_TASK_
An exact, picture-free copy of the listing is required.

....................

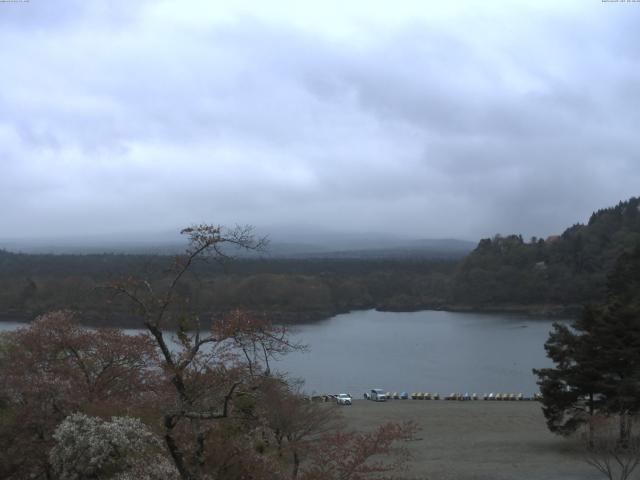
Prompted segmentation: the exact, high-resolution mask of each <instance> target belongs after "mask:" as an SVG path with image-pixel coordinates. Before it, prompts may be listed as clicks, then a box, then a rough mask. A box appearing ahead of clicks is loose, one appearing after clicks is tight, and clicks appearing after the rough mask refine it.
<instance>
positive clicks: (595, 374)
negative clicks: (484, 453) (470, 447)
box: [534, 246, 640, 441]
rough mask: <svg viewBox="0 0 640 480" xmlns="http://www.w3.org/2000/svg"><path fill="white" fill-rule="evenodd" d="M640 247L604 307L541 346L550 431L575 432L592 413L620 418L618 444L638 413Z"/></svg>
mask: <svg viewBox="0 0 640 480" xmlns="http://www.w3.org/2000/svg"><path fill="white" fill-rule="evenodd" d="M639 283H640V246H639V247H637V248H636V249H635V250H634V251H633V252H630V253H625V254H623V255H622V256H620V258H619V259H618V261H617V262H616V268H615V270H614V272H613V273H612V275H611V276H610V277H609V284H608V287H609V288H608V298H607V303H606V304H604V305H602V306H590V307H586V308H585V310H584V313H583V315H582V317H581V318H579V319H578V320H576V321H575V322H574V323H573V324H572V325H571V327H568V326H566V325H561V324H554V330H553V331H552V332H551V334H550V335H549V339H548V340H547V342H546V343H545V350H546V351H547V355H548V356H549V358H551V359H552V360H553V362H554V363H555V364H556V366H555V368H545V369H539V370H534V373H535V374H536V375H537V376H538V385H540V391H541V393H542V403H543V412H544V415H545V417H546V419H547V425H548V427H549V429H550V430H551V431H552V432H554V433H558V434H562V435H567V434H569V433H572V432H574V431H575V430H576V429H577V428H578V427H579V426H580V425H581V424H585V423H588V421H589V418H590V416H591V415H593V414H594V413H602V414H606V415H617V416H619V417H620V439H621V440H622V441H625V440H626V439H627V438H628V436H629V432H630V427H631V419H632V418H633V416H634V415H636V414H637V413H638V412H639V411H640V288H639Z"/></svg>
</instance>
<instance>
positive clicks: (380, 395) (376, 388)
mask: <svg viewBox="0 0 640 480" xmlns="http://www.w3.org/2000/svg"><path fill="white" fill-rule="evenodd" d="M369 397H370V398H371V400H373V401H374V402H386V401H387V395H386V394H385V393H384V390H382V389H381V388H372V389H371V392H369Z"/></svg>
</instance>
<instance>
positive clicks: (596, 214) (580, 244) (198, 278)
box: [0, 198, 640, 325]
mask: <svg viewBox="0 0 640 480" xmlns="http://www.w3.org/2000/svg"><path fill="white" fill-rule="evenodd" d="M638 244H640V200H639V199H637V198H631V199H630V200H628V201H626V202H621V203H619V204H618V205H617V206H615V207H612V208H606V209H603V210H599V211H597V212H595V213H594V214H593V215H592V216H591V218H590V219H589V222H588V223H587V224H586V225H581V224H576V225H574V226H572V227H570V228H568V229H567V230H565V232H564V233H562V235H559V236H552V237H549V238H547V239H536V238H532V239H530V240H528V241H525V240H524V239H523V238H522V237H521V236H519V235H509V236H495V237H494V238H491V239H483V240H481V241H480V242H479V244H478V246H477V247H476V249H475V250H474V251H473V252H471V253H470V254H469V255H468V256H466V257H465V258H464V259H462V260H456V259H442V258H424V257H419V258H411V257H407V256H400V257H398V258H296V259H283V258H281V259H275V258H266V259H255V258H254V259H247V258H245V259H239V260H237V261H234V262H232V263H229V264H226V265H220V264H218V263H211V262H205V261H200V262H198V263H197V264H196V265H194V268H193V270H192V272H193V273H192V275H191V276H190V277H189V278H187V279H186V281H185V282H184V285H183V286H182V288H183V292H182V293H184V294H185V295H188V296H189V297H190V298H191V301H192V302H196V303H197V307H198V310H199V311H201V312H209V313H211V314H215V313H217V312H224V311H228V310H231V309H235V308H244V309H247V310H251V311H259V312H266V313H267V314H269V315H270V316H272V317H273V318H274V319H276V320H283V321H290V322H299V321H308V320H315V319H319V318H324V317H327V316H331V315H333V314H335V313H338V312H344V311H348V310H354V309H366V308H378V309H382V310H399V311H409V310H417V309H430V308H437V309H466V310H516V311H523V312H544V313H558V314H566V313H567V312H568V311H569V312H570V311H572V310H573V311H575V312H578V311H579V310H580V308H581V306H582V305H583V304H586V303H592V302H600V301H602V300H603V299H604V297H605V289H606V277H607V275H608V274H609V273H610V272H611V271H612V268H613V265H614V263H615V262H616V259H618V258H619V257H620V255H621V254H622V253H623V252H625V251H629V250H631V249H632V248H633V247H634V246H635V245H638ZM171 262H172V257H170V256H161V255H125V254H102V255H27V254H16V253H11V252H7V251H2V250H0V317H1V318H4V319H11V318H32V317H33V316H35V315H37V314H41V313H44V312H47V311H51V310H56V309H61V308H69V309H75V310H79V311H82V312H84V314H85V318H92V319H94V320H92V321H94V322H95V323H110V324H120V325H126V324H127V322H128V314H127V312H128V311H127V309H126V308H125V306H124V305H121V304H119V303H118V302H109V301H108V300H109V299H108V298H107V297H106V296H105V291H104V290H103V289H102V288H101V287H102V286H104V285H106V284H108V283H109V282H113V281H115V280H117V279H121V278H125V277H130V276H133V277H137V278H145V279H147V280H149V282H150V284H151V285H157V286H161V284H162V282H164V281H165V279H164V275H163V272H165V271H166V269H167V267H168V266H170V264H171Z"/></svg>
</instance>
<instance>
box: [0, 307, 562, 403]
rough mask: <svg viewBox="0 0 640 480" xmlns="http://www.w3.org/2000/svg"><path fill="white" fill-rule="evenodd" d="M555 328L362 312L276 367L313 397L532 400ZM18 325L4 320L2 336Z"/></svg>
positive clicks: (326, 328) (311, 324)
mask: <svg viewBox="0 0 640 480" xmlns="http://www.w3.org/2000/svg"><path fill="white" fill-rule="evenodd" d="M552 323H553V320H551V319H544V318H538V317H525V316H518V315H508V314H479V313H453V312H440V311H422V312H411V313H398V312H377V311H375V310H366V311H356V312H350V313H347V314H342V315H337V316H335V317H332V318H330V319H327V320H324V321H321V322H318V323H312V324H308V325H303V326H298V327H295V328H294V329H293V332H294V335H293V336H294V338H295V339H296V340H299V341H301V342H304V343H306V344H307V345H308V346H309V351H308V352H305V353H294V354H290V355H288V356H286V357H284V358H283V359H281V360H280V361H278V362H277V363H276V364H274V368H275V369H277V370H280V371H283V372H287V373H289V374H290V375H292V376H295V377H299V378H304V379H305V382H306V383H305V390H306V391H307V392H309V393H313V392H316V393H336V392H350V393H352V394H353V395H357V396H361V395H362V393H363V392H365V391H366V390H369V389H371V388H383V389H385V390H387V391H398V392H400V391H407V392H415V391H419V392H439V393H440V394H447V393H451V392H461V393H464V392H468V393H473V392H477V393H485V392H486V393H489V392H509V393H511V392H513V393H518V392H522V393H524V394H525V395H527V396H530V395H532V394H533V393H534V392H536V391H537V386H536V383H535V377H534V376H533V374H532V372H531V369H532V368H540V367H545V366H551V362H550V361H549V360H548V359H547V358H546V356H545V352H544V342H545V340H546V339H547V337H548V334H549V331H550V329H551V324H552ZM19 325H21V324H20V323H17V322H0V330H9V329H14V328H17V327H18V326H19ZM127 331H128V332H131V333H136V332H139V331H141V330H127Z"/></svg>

....................

_EXERCISE SOLUTION_
Prompted segmentation: the exact, high-resolution mask of each <instance> target belongs after "mask:" as an SVG path with image-pixel coordinates. Before it, prompts may be listed as clicks, then a box, then a rough mask. A box appearing ahead of clicks is loose, one appearing after clicks is tight, and clicks appearing after the rough mask refine it.
<instance>
positive clicks: (595, 374)
negative clicks: (484, 453) (470, 447)
box: [534, 246, 640, 441]
rough mask: <svg viewBox="0 0 640 480" xmlns="http://www.w3.org/2000/svg"><path fill="white" fill-rule="evenodd" d="M640 247L604 307L541 346L550 431L575 432L592 413L620 418L618 444L638 413Z"/></svg>
mask: <svg viewBox="0 0 640 480" xmlns="http://www.w3.org/2000/svg"><path fill="white" fill-rule="evenodd" d="M639 283H640V246H639V247H637V248H636V249H635V250H634V251H633V252H630V253H625V254H623V255H622V256H620V258H619V259H618V261H617V262H616V268H615V270H614V272H613V273H612V275H611V276H610V277H609V284H608V287H609V288H608V298H607V303H606V304H604V305H602V306H590V307H586V308H585V310H584V313H583V315H582V317H581V318H579V319H578V320H576V321H575V322H574V323H573V324H572V325H571V327H568V326H566V325H561V324H554V330H553V331H552V332H551V334H550V335H549V339H548V340H547V342H546V343H545V350H546V351H547V355H548V356H549V358H551V359H552V360H553V362H554V363H555V364H556V366H555V368H545V369H539V370H534V373H535V374H536V375H537V376H538V385H540V391H541V393H542V403H543V412H544V415H545V417H546V419H547V425H548V427H549V429H550V430H551V431H552V432H554V433H558V434H562V435H567V434H569V433H572V432H574V431H575V430H576V429H577V428H578V427H579V426H580V425H581V424H585V423H588V421H589V418H590V416H591V415H593V414H594V413H602V414H606V415H617V416H619V417H620V439H621V440H622V441H625V440H626V439H627V438H628V436H629V432H630V427H631V419H632V418H633V416H634V415H636V414H637V413H638V412H639V411H640V288H639Z"/></svg>
</instance>
<instance>
positive clicks: (380, 395) (376, 388)
mask: <svg viewBox="0 0 640 480" xmlns="http://www.w3.org/2000/svg"><path fill="white" fill-rule="evenodd" d="M369 397H370V398H371V400H373V401H374V402H386V401H387V395H386V394H385V393H384V390H382V389H381V388H372V389H371V392H369Z"/></svg>
</instance>
<instance>
positive clicks: (596, 214) (580, 244) (198, 278)
box: [0, 198, 640, 325]
mask: <svg viewBox="0 0 640 480" xmlns="http://www.w3.org/2000/svg"><path fill="white" fill-rule="evenodd" d="M638 244H640V200H639V199H637V198H631V199H630V200H628V201H626V202H621V203H619V204H618V205H617V206H615V207H612V208H606V209H603V210H599V211H597V212H595V213H594V214H593V215H592V216H591V218H590V219H589V222H588V223H587V224H586V225H581V224H576V225H574V226H572V227H570V228H568V229H567V230H565V232H564V233H562V235H559V236H552V237H549V238H547V239H536V238H532V239H530V240H528V241H525V240H524V239H523V238H522V237H521V236H519V235H509V236H495V237H494V238H491V239H483V240H481V241H480V242H479V244H478V246H477V247H476V249H475V250H474V251H473V252H471V253H470V254H469V255H468V256H466V257H465V258H464V259H462V260H456V259H442V258H424V257H419V258H411V257H407V256H400V257H398V258H296V259H283V258H281V259H275V258H266V259H255V258H254V259H247V258H245V259H239V260H237V261H234V262H232V263H229V264H226V265H220V264H218V263H211V262H205V261H200V262H198V263H197V264H196V265H194V268H193V270H192V272H193V273H192V275H191V276H190V277H189V278H187V279H186V281H185V282H184V285H183V286H182V288H183V292H182V293H184V294H185V295H188V296H189V297H190V298H191V301H192V302H196V303H197V307H198V310H199V311H201V312H209V313H211V314H215V313H217V312H224V311H228V310H231V309H235V308H244V309H247V310H251V311H259V312H266V313H267V314H269V315H270V316H272V317H273V318H274V319H276V320H283V321H290V322H299V321H308V320H315V319H319V318H324V317H327V316H331V315H333V314H335V313H338V312H344V311H348V310H354V309H366V308H378V309H382V310H399V311H409V310H417V309H430V308H437V309H466V310H516V311H523V312H544V313H558V314H566V313H567V312H568V311H569V312H570V311H572V310H573V311H575V312H578V311H579V310H580V308H581V306H582V305H583V304H586V303H592V302H600V301H602V300H603V299H604V297H605V289H606V277H607V275H608V274H609V273H610V272H611V271H612V268H613V265H614V263H615V262H616V259H618V258H619V257H620V255H621V254H622V253H623V252H625V251H629V250H631V249H632V248H633V247H634V246H635V245H638ZM171 262H172V257H170V256H161V255H125V254H102V255H27V254H16V253H11V252H7V251H2V250H0V317H1V318H4V319H11V318H32V317H33V316H35V315H37V314H41V313H44V312H47V311H51V310H56V309H61V308H69V309H75V310H79V311H82V312H84V314H85V318H92V319H94V320H92V321H94V322H95V323H110V324H120V325H126V324H127V322H128V314H127V312H128V311H127V309H126V308H125V306H124V305H121V304H119V303H118V302H109V301H108V300H109V299H108V298H107V297H106V296H105V291H104V290H103V289H102V288H101V287H102V286H104V285H106V284H108V283H109V282H113V281H115V280H117V279H121V278H125V277H130V276H133V277H137V278H145V279H147V280H149V282H150V284H151V285H157V286H161V284H162V282H164V281H165V279H164V275H163V272H165V271H166V269H167V267H168V266H170V264H171Z"/></svg>
</instance>
<instance>
box: [0, 307, 562, 403]
rough mask: <svg viewBox="0 0 640 480" xmlns="http://www.w3.org/2000/svg"><path fill="white" fill-rule="evenodd" d="M555 328L362 312L276 367L313 397L532 400ZM18 325L4 320L2 336Z"/></svg>
positive clicks: (326, 328) (311, 324)
mask: <svg viewBox="0 0 640 480" xmlns="http://www.w3.org/2000/svg"><path fill="white" fill-rule="evenodd" d="M552 323H553V320H551V319H544V318H538V317H525V316H518V315H508V314H479V313H453V312H440V311H422V312H411V313H398V312H377V311H375V310H366V311H356V312H350V313H347V314H342V315H337V316H335V317H332V318H330V319H327V320H324V321H321V322H318V323H312V324H308V325H303V326H298V327H295V328H294V329H293V332H294V335H293V336H294V338H295V339H296V340H299V341H301V342H304V343H306V344H307V345H308V346H309V351H308V352H305V353H294V354H290V355H288V356H286V357H284V358H283V359H281V360H280V361H278V362H277V363H276V364H274V368H275V369H277V370H280V371H283V372H287V373H289V374H290V375H292V376H295V377H299V378H304V379H305V382H306V383H305V390H306V391H307V392H309V393H313V392H316V393H336V392H350V393H352V394H353V395H357V396H361V395H362V393H363V392H365V391H366V390H369V389H371V388H383V389H385V390H387V391H398V392H400V391H407V392H415V391H419V392H439V393H440V394H447V393H451V392H461V393H464V392H468V393H473V392H477V393H485V392H486V393H489V392H509V393H511V392H513V393H518V392H522V393H524V394H525V395H527V396H530V395H532V394H533V393H534V392H536V391H537V386H536V383H535V377H534V376H533V374H532V372H531V369H532V368H540V367H545V366H551V362H550V361H549V360H548V359H547V358H546V356H545V352H544V342H545V340H546V339H547V337H548V334H549V331H550V329H551V324H552ZM19 325H21V324H20V323H17V322H0V330H9V329H14V328H17V327H18V326H19ZM127 331H128V332H131V333H136V332H139V331H141V330H127Z"/></svg>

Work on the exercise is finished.